** Extrait **
━━━━━━━━

La bataille de Beaumont
D’après « Histoire de la révolution de 1870-71 et des origines de la troisième République » - Paul Bondois – 1888
Ce fut dès le 25 août, que l’armée du Kronprinz et celle du prince de Saxe eurent le soupçon du mouvement de Mac-Mahon vers le nord. Les uhlans, profitant de chaque pli de terrain, de chaque bouquet d’arbres, s’étaient bien risqués, du 20 au 25, dans la direction de Reims et dans celle de Grandpré, au milieu de l’Ardenne. Mais ce fut ce jour-là seulement que le quartier général prussien se convainquit de la marche définitive de l’armée de Châlons.
On a dit que des télégrammes et des journaux de Londres contribuèrent à faire la lumière dans l’esprit du maréchal de Moltke. La chose ne ferait honneur ni à la discrétion des autorités françaises, ni à la presse de l’Angleterre, qui fut d’ailleurs pendant toute la campagne l’auxiliaire active de la Prusse.
On peut croire que l’état-major prussien fut relativement surpris par ce mouvement. Le prince Frédéric n’avait pas, avant le 26, rapproché sensiblement ses troupes de celles du prince de Saxe. Il imposa à ses soldats, à partir de ce jour, pour envelopper l’armée de Chalons par l’ouest, une longue courbe de quatre-vingts kilomètres, afin d’atteindre l’Aisne à Attigny, et la Meuse au delà de Sedan, entre Donchery et Flize.

━━━━━━━━

** Consignes **
**A)** Sélectionnez et recopiez chaque ligne des enregistrements où figure le mot « concrete ».
**B)** Rédigez la suite du texte sur la bataille de Beaumont, en partant de sa dernière phrase.

** Données **
━━━━━━━━

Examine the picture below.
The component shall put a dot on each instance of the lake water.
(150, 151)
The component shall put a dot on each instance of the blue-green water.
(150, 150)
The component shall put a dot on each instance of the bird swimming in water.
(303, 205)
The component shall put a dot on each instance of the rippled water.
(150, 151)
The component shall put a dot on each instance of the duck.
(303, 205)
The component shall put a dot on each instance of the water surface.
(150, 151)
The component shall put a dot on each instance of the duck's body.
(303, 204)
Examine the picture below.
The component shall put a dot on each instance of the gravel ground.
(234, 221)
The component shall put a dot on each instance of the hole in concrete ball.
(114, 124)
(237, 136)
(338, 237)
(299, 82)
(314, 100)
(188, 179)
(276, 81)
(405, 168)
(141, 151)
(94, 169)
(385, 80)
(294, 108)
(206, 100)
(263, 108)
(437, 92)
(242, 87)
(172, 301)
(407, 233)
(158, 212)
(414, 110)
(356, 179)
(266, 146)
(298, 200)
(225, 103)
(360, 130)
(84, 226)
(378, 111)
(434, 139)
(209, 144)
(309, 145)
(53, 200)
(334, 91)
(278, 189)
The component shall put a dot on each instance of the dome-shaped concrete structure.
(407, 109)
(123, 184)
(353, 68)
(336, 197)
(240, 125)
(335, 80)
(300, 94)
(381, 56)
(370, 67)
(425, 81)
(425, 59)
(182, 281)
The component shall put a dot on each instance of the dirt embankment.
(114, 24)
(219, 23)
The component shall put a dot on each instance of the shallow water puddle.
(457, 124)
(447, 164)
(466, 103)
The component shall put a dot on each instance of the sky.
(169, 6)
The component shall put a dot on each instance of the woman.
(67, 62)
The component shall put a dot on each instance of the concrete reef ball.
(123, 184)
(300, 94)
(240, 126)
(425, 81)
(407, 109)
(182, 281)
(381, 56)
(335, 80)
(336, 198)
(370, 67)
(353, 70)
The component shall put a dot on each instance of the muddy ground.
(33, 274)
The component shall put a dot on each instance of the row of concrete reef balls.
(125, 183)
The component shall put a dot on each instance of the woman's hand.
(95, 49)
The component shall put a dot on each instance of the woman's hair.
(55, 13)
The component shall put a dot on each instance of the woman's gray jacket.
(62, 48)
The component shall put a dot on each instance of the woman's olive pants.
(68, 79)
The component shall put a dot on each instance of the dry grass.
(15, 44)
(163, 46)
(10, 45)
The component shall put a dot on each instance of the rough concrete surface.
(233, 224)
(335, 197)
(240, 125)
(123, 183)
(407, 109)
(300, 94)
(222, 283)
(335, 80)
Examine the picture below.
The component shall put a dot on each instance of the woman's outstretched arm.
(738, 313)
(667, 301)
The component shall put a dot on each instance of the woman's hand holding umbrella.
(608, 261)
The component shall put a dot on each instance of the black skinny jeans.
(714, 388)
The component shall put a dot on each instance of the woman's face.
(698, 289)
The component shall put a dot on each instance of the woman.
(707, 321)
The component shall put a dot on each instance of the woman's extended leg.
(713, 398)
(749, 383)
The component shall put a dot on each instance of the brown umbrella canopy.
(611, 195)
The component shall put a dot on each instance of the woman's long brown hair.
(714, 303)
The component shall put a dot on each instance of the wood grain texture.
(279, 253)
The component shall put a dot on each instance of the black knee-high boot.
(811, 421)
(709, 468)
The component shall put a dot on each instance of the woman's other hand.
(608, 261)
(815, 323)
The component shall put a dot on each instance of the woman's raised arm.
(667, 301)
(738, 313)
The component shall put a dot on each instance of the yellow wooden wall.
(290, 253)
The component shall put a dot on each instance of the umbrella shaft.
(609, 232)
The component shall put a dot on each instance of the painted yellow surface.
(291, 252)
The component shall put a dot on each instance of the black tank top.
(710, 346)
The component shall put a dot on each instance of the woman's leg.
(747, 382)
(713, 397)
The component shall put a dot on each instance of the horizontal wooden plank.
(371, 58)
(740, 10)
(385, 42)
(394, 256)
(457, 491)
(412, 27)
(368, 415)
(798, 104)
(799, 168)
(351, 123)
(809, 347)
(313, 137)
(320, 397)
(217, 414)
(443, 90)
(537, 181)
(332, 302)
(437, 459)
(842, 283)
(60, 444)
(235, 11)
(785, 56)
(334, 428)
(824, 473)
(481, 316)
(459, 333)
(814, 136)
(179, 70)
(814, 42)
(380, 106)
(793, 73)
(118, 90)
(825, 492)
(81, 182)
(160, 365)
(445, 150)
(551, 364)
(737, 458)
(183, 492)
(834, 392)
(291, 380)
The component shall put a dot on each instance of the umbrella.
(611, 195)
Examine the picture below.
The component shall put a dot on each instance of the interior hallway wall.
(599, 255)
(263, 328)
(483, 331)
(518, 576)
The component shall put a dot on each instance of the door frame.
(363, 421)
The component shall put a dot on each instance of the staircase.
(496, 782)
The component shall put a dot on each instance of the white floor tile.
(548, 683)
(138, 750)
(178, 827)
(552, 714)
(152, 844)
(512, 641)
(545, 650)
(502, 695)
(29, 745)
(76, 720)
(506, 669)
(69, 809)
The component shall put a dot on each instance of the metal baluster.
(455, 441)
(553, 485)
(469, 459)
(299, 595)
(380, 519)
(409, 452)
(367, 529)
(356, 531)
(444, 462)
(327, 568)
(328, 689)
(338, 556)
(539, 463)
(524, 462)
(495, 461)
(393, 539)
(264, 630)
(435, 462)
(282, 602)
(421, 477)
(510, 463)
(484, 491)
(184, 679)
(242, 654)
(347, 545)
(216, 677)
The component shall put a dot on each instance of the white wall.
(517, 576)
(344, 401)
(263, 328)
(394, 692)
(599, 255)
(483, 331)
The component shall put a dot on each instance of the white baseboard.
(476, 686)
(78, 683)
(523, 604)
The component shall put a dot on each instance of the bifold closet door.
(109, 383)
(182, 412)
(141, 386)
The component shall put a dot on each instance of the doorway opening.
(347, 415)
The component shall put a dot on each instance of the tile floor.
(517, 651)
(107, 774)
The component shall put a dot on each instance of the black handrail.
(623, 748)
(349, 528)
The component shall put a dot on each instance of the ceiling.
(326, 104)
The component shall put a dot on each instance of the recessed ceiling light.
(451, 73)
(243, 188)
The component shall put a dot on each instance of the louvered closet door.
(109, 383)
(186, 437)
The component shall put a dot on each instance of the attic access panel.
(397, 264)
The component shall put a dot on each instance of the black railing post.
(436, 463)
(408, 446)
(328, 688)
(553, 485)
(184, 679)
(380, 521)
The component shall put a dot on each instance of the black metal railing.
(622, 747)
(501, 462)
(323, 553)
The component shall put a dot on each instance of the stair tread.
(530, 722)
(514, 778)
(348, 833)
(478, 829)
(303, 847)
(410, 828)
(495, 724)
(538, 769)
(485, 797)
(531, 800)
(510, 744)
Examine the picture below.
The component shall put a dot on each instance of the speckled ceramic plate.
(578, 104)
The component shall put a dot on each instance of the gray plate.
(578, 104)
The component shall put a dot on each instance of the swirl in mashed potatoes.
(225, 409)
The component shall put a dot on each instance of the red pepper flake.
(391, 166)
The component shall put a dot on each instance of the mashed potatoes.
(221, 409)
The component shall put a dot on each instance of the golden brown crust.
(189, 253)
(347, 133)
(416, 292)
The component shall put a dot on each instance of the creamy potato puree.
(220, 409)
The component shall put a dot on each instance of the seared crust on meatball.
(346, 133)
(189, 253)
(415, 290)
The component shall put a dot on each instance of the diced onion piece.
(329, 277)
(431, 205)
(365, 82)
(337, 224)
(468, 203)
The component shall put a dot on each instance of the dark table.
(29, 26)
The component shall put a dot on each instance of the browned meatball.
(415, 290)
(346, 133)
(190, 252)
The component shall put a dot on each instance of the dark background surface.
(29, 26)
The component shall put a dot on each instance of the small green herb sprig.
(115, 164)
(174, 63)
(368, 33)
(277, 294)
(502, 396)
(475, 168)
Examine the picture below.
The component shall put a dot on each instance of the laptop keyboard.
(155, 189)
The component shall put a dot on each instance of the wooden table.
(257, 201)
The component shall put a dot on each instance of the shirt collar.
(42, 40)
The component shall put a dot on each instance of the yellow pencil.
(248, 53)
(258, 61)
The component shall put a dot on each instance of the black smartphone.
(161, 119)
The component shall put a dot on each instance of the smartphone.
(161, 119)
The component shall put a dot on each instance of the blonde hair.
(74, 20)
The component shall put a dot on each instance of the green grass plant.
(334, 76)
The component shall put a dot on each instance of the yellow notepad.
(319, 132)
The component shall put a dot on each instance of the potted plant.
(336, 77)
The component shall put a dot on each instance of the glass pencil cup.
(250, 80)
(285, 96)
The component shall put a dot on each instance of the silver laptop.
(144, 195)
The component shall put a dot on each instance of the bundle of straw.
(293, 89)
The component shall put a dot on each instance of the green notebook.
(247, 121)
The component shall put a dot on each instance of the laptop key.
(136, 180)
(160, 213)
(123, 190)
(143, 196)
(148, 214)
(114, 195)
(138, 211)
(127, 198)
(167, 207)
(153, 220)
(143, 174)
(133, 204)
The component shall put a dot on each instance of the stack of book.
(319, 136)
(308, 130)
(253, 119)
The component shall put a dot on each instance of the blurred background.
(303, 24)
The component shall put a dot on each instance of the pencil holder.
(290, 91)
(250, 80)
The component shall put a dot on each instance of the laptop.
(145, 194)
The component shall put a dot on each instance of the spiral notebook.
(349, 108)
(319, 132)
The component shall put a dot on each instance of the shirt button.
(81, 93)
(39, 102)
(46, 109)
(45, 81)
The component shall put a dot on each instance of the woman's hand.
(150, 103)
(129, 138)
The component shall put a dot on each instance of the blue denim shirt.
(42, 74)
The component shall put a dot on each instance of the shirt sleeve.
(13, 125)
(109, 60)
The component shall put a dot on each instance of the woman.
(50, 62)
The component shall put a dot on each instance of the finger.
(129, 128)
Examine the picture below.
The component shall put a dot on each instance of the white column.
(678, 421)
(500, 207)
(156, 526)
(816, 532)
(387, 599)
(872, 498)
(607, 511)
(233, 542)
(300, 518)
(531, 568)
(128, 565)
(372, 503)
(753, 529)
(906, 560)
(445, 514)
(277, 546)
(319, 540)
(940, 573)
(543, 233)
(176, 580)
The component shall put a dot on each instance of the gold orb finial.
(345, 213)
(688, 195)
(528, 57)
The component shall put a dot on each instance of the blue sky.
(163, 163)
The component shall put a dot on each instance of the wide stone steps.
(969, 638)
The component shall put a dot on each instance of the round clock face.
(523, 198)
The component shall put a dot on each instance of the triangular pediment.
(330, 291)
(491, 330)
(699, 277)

━━━━━━━━

** Réponses **
**A)**
The component shall put a dot on each instance of the hole in concrete ball.
The component shall put a dot on each instance of the dome-shaped concrete structure.
The component shall put a dot on each instance of the concrete reef ball.
The component shall put a dot on each instance of the row of concrete reef balls.
The component shall put a dot on each instance of the rough concrete surface.

**B)**
Quant au prince de Saxe, sa tâche était plus facile. Il avait à remonter la Meuse de Stenay sur Mouzon, de façon à retarder le passage du fleuve par les Français, à les empêcher de s’engager le long du Chiers, par Carignan et Montmédy, tant que le Kronprinz n’aurait pas gagné de vitesse et atteint les derrières de l’armée de Mac-Mahon.
Pour remplir la superficie du demi-cercle formé par les deux armées prussiennes entre la Meuse et l’Aisne, le maréchal de Moltke avait lancé entre elles une nuée de cavaliers qui, bientôt, à l’abri des forêts de Grandpré, de la Croix et de Dreulte, suivirent pas à pas, témoins invisibles, le désarroi de nos soldats.
Quelque délicatement qu’ait été exécutée l’opération des Prussiens, du 26 au 31 août, de Bar-le-Duc à Sedan, et de Stenay sur Mouzon, et malgré l’infériorité de notre système de reconnaissances, le maréchal de Mac-Mahon se sentit, à partir du 27, enveloppé par un ennemi d’autant plus dangereux qu’on le devinait, sans pouvoir le montrer du doigt.
Changeant de nouveau de détermination, il ne vit plus d’autre moyen de salut que dans une retraite précipitée sur Mézières, avant que l’ennemi, qu’il pressentait derrière lui, se fût élevé au-dessus de son armée, et l’eût enfermé entre la Meuse et la Belgique. C’était à coup sûr une chance suprême, mais il fallait faire vite.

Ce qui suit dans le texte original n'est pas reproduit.